:: TASK GOAL ::
Among the lines of the records below, copy those that hold the word "passenger".

:: DATA TO USE ::
>>>

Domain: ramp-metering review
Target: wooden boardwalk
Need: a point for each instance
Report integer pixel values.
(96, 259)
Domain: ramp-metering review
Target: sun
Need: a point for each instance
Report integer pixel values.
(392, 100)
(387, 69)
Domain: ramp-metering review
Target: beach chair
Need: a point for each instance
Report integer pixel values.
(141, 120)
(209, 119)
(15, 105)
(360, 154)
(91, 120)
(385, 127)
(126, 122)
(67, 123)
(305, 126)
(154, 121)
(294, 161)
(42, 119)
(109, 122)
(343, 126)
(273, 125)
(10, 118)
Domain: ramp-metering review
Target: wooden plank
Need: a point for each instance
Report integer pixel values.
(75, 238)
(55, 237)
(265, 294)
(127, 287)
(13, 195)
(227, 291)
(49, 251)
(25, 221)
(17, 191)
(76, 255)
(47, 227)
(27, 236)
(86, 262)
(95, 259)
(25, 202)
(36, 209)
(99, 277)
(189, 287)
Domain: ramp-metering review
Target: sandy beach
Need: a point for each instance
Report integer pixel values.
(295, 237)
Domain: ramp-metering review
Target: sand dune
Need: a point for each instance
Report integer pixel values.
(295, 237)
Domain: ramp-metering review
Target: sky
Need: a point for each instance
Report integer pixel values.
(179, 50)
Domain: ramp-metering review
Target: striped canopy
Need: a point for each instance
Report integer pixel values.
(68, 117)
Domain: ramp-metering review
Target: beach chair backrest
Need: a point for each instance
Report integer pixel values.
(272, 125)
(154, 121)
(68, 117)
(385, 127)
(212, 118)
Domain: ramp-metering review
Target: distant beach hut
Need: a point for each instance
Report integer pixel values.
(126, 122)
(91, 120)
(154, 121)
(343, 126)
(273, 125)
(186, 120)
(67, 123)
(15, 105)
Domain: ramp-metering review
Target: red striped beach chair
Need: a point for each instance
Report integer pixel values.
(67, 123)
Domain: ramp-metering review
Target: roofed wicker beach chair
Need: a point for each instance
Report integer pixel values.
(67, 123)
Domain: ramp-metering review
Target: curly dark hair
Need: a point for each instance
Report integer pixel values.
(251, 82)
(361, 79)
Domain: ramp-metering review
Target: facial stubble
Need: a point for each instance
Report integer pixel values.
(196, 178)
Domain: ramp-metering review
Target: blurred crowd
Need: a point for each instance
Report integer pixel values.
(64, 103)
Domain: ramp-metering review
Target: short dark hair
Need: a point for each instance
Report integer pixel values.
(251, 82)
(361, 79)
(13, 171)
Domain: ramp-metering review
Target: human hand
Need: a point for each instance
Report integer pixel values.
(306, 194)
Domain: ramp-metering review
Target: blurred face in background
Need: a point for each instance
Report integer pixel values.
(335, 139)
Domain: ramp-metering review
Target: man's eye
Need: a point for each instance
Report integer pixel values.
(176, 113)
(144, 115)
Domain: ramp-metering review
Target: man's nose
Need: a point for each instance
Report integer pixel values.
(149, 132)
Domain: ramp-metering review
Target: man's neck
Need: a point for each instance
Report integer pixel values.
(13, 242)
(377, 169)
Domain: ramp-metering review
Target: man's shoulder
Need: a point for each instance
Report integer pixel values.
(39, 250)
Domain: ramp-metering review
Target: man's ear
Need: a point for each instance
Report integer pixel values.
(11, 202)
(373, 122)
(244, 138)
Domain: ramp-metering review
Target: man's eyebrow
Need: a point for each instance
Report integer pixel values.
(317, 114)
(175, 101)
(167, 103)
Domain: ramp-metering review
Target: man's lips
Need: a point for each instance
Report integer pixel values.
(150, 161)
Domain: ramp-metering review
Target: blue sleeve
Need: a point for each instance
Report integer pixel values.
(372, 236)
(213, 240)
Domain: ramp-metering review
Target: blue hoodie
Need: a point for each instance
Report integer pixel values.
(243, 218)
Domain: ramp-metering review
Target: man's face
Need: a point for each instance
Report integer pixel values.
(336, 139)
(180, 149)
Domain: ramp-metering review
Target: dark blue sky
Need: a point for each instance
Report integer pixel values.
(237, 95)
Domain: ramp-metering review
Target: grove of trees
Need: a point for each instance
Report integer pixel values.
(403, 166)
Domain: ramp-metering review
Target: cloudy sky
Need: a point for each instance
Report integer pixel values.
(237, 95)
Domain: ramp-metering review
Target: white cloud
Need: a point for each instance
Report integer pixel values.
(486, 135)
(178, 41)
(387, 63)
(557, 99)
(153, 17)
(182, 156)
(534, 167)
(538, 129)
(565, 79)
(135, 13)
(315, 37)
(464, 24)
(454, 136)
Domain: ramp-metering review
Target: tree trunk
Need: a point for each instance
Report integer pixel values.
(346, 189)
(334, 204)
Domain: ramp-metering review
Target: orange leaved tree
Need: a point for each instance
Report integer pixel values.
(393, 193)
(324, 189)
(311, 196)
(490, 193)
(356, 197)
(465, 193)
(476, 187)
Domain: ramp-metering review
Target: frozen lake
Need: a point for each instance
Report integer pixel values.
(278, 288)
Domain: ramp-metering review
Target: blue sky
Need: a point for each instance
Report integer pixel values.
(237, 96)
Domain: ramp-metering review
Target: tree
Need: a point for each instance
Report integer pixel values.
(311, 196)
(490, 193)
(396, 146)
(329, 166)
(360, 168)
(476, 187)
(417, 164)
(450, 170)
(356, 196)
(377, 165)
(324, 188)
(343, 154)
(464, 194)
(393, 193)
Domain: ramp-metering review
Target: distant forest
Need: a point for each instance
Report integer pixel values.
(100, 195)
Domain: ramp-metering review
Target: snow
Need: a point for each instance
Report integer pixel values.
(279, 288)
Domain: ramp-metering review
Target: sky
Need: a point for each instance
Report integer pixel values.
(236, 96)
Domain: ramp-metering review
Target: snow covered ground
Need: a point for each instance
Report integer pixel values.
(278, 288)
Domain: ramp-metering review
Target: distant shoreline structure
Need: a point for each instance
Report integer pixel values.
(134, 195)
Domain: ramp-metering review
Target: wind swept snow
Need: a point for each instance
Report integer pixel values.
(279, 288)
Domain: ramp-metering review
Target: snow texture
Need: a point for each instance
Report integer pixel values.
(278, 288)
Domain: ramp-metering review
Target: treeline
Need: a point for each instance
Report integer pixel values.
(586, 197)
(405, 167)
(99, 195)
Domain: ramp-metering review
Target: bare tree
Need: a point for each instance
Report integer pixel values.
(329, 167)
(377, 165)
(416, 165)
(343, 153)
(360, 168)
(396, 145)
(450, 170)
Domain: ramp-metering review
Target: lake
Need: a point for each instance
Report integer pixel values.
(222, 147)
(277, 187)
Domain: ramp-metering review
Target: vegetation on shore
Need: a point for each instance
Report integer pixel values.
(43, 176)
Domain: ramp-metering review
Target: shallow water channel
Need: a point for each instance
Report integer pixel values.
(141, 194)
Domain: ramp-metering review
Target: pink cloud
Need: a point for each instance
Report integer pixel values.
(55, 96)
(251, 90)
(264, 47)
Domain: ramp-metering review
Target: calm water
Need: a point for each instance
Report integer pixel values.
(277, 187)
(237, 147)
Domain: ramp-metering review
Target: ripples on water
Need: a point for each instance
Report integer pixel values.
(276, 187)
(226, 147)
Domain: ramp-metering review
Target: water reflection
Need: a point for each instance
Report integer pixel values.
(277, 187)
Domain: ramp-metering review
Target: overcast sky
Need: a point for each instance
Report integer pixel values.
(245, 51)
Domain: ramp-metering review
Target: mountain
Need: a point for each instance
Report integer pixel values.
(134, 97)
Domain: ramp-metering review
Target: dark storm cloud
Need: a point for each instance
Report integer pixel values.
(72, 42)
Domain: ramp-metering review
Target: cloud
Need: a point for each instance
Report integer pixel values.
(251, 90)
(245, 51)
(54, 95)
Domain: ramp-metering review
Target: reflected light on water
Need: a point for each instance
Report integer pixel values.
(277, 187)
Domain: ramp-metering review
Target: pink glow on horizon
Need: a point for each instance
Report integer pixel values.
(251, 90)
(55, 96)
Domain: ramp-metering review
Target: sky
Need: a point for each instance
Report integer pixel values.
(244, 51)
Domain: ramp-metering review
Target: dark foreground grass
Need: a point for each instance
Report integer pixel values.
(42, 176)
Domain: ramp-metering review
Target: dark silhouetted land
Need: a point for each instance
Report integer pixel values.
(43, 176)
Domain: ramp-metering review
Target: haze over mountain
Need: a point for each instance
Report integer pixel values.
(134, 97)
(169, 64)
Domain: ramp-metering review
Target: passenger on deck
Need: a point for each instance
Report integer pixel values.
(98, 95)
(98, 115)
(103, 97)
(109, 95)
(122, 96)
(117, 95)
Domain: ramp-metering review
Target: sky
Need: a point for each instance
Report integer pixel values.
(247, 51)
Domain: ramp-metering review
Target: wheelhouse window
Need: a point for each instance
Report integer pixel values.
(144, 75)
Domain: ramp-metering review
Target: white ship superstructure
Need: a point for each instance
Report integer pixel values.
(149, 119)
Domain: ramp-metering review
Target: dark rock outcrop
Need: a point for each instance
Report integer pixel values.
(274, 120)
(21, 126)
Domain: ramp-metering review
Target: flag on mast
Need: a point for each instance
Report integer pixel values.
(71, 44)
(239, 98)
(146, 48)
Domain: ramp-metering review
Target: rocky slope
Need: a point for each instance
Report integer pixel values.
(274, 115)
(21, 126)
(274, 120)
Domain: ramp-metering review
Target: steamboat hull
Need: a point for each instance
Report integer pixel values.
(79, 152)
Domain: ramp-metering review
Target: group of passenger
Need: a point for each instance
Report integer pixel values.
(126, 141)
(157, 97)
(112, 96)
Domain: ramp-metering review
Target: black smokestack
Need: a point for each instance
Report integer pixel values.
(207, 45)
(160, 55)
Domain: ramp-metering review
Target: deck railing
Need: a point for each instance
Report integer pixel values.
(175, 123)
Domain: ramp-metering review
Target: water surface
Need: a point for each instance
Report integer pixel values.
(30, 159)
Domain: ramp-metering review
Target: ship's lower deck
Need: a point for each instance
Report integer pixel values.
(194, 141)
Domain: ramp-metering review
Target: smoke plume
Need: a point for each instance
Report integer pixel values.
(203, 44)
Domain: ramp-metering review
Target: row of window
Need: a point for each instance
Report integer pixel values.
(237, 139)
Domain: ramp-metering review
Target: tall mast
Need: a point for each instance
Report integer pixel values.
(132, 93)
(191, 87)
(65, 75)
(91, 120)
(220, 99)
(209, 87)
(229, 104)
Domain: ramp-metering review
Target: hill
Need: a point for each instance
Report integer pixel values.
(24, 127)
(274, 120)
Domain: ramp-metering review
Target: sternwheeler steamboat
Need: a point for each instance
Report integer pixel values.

<<<

:: EXERCISE SOLUTION ::
Target: passenger on deck
Target: group of passenger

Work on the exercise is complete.